- [Work to do]
Would you retype all of these records exactly?

- [Material for this exercise]
++++
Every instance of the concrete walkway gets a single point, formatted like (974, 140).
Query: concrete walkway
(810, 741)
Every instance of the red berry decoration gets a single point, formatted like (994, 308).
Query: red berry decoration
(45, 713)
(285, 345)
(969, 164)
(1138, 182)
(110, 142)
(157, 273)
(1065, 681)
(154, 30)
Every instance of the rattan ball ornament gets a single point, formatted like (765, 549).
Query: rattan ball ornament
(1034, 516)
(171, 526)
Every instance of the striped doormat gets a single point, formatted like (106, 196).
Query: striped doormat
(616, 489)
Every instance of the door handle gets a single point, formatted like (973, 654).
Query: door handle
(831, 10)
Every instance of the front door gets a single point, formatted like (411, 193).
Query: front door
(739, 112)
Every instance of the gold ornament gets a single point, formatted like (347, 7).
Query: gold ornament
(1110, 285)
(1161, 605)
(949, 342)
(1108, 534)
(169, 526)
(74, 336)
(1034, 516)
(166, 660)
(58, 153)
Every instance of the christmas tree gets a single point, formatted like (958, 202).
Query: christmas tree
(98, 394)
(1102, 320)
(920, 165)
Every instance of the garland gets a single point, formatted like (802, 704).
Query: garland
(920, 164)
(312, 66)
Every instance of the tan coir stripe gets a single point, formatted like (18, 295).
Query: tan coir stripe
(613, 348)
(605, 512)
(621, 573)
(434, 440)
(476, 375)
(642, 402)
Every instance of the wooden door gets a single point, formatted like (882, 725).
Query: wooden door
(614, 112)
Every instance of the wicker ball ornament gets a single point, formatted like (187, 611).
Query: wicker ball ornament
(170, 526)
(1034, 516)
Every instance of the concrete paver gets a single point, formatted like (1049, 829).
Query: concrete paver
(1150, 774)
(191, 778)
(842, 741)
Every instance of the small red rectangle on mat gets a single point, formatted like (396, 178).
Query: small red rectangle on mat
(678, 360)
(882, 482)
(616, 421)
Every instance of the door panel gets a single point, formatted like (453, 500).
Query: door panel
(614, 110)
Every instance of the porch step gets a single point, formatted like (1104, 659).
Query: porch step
++++
- [In response]
Every instance of the concrete walkway gets a single point, formatted like (974, 140).
Query: concrete walkway
(810, 741)
Every instance of the red berry decoration gets a single point, formatted like (994, 308).
Query: red berry decoration
(45, 713)
(285, 345)
(969, 164)
(1138, 182)
(110, 142)
(157, 273)
(1065, 681)
(154, 30)
Every instance of the rattan ball ornament gets a single point, formatted like (765, 549).
Query: rattan ball ornament
(1034, 516)
(171, 526)
Every instance of the striped doormat gets a single point, formatted like (106, 196).
Query: striped doormat
(616, 489)
Every instance of the door handle gets a single point, formatted like (973, 654).
Query: door handle
(831, 10)
Every instance of the front door gets a single point, formatted like (411, 193).
Query: front door
(739, 112)
Every instance of the gold ornament gets a single point, formatted like (347, 7).
Query: gold ornament
(1110, 285)
(1161, 605)
(949, 342)
(1108, 534)
(169, 526)
(74, 336)
(1034, 516)
(166, 660)
(58, 153)
Every instance of the christmas tree gets a single point, formatted like (958, 202).
Query: christmas tree
(98, 394)
(1102, 320)
(920, 165)
Every instance of the garland gets a single point, formatted like (802, 704).
Query: garland
(920, 164)
(312, 66)
Every instance of the tan coir stripe gets a single point, formatted like (18, 295).
Query: tan coir stripe
(613, 348)
(605, 512)
(621, 573)
(434, 440)
(476, 375)
(642, 402)
Every instance of the wooden door gets a single point, formatted like (882, 725).
Query: wooden door
(614, 112)
Every instance of the wicker ball ornament gets a single point, formatted like (187, 611).
Query: wicker ball ornament
(170, 526)
(1034, 516)
Every instance of the concrete paver gets a single point, formatted like (1049, 829).
Query: concrete paver
(1150, 774)
(191, 778)
(842, 741)
Every instance of the small red rectangle on mat gets a single point, formatted like (396, 178).
Query: small red rectangle on mat
(678, 360)
(882, 482)
(616, 421)
Every instance of the door panel gets a single point, formatted like (453, 500).
Query: door panel
(614, 110)
Every instance of the porch step gets a single point, formatted like (1104, 659).
Query: porch step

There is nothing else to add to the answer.